▸ TEXT PROVIDED:
There is a small concrete benefit to it right now.  MAX_DEPTH is now
initialized from interval_tree_max_height(), which currently could wildy
under estimate the height and we wouldn't notice (because generator
stacks auto-grow).  Since we call that fucntion to make "big enough to
not need growing" stacks, it is nice to have test coverage for it.

I don't like over-engeneering, but I wouldn't call this engineering at
all.  It is just an arg and a bit of related code, with some utility,
and a tiny maintenance cost.  :-)


>> -  /* We don't check the RB invariants here (neither the absence of
>> -     red+red nor the equal-black-depth), so that we can use this check
>> -     even while the tree is temporarily breaking some of those invarints.  */
>> -  /* Red nodes cannot have red parents.  */
>> -  /* eassert (node->parent == ITREE_NULL
>> -              || !(node->red && node->parent->red)); */
>> +  /* We don't normally check the RB invariants here (neither the
>> +     absence of red+red nor the equal-black-depth), so that we can use
>> +     this check even while the tree is temporarily breaking some of
>> +     those invarints.  You can enable them if you want.  */
>> +  if (false)
>> +    {
>> +      /* If a node is red then both of its children are black.  Red
>> +         nodes cannot have red parents.  */
>> +      if (node->red)
>> +        {
>> +          eassert (node->left == ITREE_NULL
>> +                   || node->left->red == false);
>> +          eassert (node->right == ITREE_NULL
>> +                   || node->right->red == false);
>> +          eassert (node->parent == ITREE_NULL || !node->parent->red);
>> +        }
>> +    }
>
> Since we'll be recursing into the children, the first two easserts seem
> redundant with the third (IOW the new code just does the same as the old
> code, only more verbosely and less efficiently :-( ).
> What am I missing?

Good point, I reworked this for simplicity.


>> +  result.complete = left_result.complete && right_result.complete;
>> +  if (result.complete)

▸ TASK GOAL:
Resume the code review discussion about the interval tree's red-black invariant checks, picking up immediately after its final line. The records that follow were drawn from a separate source and are unrelated to the discussion above.

▸ SUPPLIED RECORDS:
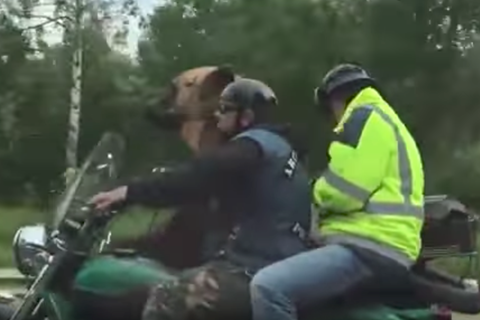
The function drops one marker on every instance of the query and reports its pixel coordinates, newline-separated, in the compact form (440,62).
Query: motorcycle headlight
(30,249)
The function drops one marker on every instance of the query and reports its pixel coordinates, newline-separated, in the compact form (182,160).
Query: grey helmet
(246,93)
(339,76)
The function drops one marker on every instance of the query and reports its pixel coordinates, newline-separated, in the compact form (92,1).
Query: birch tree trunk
(75,93)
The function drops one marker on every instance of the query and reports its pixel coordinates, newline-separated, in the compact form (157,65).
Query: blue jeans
(278,290)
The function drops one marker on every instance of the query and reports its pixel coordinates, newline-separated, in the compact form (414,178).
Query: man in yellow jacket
(371,203)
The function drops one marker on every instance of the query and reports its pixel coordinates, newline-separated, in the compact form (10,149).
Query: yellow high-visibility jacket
(372,190)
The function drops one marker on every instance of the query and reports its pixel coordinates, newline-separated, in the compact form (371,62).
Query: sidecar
(72,275)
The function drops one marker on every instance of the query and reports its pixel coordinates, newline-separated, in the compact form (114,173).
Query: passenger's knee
(264,283)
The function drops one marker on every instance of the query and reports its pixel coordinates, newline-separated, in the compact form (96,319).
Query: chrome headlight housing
(30,249)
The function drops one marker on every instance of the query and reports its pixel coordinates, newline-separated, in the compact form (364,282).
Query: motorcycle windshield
(98,173)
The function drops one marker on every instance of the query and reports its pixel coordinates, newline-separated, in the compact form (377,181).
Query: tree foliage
(426,55)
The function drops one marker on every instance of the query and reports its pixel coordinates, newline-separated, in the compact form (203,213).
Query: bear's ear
(218,79)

▸ THE RESULT:
>
> I think all calls to `check_tree` should be complete traversals.
>
> Most of the invariants checked in it are already checked incrementally
> via sprinkled assertions elsewhere, so it's only really useful when
> debugging a concrete known issue where the "local" checks aren't good
> enough.

All `check_tree` calls are complete traversals.  If they aren't there is
a bug and an `eassert` will fire.


> We could also include a few "cheap" calls to `check_tree` via `eassert`
> (i.e. calls which we know shouldn't be algorithmically too expensive
> because we're already traversing the whole tree for some other reason,
> e.g. when killing a buffer (e.g. to verify that, at the end of the day,
> we still preversed the RB invariants :-) or maybe during GC).

...I'm not understanding something here.  All `check_tree` calls are in
`eassert` already.


>> +    {
>> +      /* Every path from a node to a descendent leaf contains the same
>> +         number of black nodes.  Often said this way: all nodes have
>> +         the same "black height".  */
>> +      eassert (left_result.black_height == right_result.black_height);
>
> IIUC this assertion should be conditionalized in the same way as the
> red+red check, since this invariant can be temporarily false.

Done, and now we have `check_tree_no_rb` for the one call site.

At https://git.sr.ht/~matta/emacs/log/feature/noverlay or below.